*What to work on:*
a) Reproduce everything from "Deploying a dockerized" down to "instance on AWS." in the sentiment API write-up.
b) Answer these questions from the sentiment API write-up:
(i) What database stores the sentiment of the articles?
(ii) What share of the dataset served as hold out samples when the models were tested?
(iii) Which model had the lowest RMSE in the table?
c) List the parameters that the endpoint in the sentiment API write-up accepts from the user.

*Text provided:*
----

Deploying a dockerized API to predict the daily average sentiment of financial news articles

1. Objetives

1.1. Build and host a predictive model on AWS with Python

1.2. Using a dataset of news articles, train a model to predict the average sentiment of the next day.

1.3. Host the model within a free-tier instance on AWS.

1.4. Build an endpoint that accepts parameters from a user and returns a time series of average sentiment values with the final value as a prediction from the model.

2. Solution

2.1. Postgresql stores the sentiment of the articles, summaries, the articles itslef and categorization by several topics.

2.2 The endpoint accepts parameters from the user in a request like the following.Those parameters are the input for an ARIMA model

{"hold out samples": 20, "lag observations": 3, "degree of differencing": 0, "moving average window": 0}

The user can change any of these parameters but be aware that some combinations are computationally expensive, it is just a free-tier ec2 instance.

2.3. After accept the inputs, the API script (api.py) performed a rolling forecast to re-create the ARIMA model after each new observation is received. Therefore, the model able to adapt to new data easily.

2.4.This walk-forward validation is performed in the hold out samples and then finally predict the average sentiment of the articles for the next day.

3. Results and Pipeline

You can test by using postman at:

http://ec2-54-79-143-239.ap-southeast-2.compute.amazonaws.com/API/PREDICT_AVG_SENTIMENT

The endpoint accepts parameters from the user in a request like the following.

{"hold out samples": 20, "lag observations": 3, "degree of differencing": 0, "moving average window": 0}

3.1. Why arima?

All models were tested with a hold out samples (33% of the dataset).

Even tough Regularized Regression such as Ridge performed slightly better than ARIMA models, I picked ARIMA model because it can be adapted easily to new data by incorporating each new observation into the model (Autoregressive models have worked better (>1,0,0))

Model	RMSE
Persistence(Baseline)	0.124
Autoregressive (X,0,0)	0.098
ARIMA(X,X,0)	0.11
Linear Regression	8*10>
Lasso Regression	0.094
Ridge Regression	0.087
Decision Tree Regression	0.11
XGB Regressor	0.11
Univariate LSTM	0.092

Please consider that the cells related to LSTM approach will not work in the container environment because I did not install TensorFlow there. I developed the LSTM approach in my local environment, just for time convenience.

----

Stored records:
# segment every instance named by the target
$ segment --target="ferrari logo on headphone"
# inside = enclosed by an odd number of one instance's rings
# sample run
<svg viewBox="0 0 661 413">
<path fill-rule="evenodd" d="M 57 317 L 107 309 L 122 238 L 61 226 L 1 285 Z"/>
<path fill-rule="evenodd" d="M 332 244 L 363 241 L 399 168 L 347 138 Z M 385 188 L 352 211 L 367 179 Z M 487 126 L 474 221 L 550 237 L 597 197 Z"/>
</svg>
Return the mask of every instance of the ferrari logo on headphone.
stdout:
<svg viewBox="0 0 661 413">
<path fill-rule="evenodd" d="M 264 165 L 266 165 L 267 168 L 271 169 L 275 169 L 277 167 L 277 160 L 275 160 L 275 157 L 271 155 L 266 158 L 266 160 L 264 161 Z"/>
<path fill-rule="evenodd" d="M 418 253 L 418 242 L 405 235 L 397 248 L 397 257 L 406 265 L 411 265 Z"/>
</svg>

----

*List of solutions:*
a)
Deploying a dockerized API to predict the daily average sentiment of financial news articles

1. Objetives

1.1. Build and host a predictive model on AWS with Python

1.2. Using a dataset of news articles, train a model to predict the average sentiment of the next day.

1.3. Host the model within a free-tier instance on AWS.

b)
(i) PostgreSQL
(ii) 33%
(iii) Ridge Regression (0.087)

c)
- hold out samples
- lag observations
- degree of differencing
- moving average window